What is needed is an exact copy of all the data.

Data excerpts
◆ ◆ ◆

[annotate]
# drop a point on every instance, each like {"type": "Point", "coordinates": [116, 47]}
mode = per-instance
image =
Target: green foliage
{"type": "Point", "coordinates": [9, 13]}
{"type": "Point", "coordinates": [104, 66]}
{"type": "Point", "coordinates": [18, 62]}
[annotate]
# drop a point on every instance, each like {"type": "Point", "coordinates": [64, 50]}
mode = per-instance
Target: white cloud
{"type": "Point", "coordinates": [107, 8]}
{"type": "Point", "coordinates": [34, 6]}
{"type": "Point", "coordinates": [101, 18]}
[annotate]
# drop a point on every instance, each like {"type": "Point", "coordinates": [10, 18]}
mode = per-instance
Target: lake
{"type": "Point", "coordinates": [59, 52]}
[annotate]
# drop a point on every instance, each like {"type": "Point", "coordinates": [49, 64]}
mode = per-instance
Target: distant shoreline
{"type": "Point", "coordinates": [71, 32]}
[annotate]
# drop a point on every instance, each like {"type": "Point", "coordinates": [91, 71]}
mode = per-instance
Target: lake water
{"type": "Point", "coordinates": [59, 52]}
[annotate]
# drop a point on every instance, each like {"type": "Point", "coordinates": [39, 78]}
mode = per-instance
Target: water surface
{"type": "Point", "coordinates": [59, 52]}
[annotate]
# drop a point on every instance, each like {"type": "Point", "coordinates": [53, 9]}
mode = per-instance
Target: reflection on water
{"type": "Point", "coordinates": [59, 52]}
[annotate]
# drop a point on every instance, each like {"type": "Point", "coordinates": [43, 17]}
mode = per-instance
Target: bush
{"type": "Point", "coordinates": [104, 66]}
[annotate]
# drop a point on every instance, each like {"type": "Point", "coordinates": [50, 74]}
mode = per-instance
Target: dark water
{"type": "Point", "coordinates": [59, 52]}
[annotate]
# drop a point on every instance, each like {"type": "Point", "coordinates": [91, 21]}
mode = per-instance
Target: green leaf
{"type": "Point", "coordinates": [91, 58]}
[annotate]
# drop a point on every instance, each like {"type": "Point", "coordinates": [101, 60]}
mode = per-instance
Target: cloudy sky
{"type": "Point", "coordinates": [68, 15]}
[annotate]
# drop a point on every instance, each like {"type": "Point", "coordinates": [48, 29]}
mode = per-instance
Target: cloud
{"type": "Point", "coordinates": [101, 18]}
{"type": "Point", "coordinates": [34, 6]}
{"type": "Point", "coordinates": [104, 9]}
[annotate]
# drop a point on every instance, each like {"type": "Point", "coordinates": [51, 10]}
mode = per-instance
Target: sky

◆ ◆ ◆

#### Exercise output
[annotate]
# drop a point on every instance, each like {"type": "Point", "coordinates": [116, 47]}
mode = per-instance
image =
Target: green foliage
{"type": "Point", "coordinates": [9, 13]}
{"type": "Point", "coordinates": [104, 66]}
{"type": "Point", "coordinates": [18, 62]}
[annotate]
# drop a point on every instance, each like {"type": "Point", "coordinates": [64, 50]}
mode = per-instance
Target: white cloud
{"type": "Point", "coordinates": [107, 8]}
{"type": "Point", "coordinates": [34, 6]}
{"type": "Point", "coordinates": [101, 18]}
[annotate]
# drop a point on every instance, each like {"type": "Point", "coordinates": [10, 18]}
mode = per-instance
Target: lake
{"type": "Point", "coordinates": [59, 52]}
[annotate]
# drop a point on every instance, each like {"type": "Point", "coordinates": [49, 64]}
mode = per-instance
Target: distant shoreline
{"type": "Point", "coordinates": [71, 32]}
[annotate]
# drop a point on every instance, each like {"type": "Point", "coordinates": [91, 71]}
mode = per-instance
Target: lake water
{"type": "Point", "coordinates": [59, 52]}
[annotate]
# drop a point on every instance, each like {"type": "Point", "coordinates": [39, 78]}
mode = per-instance
Target: water surface
{"type": "Point", "coordinates": [59, 52]}
[annotate]
# drop a point on every instance, each like {"type": "Point", "coordinates": [53, 9]}
mode = per-instance
Target: reflection on water
{"type": "Point", "coordinates": [59, 52]}
[annotate]
# drop a point on every instance, each like {"type": "Point", "coordinates": [43, 17]}
mode = per-instance
Target: bush
{"type": "Point", "coordinates": [104, 66]}
[annotate]
# drop a point on every instance, each like {"type": "Point", "coordinates": [50, 74]}
mode = per-instance
Target: dark water
{"type": "Point", "coordinates": [59, 52]}
[annotate]
# drop a point on every instance, each like {"type": "Point", "coordinates": [91, 21]}
mode = per-instance
Target: green leaf
{"type": "Point", "coordinates": [91, 58]}
[annotate]
# drop a point on every instance, each like {"type": "Point", "coordinates": [101, 60]}
mode = per-instance
Target: cloudy sky
{"type": "Point", "coordinates": [68, 15]}
[annotate]
# drop a point on every instance, each like {"type": "Point", "coordinates": [48, 29]}
mode = per-instance
Target: cloud
{"type": "Point", "coordinates": [101, 18]}
{"type": "Point", "coordinates": [34, 6]}
{"type": "Point", "coordinates": [104, 9]}
[annotate]
# drop a point on every instance, each like {"type": "Point", "coordinates": [51, 10]}
mode = per-instance
Target: sky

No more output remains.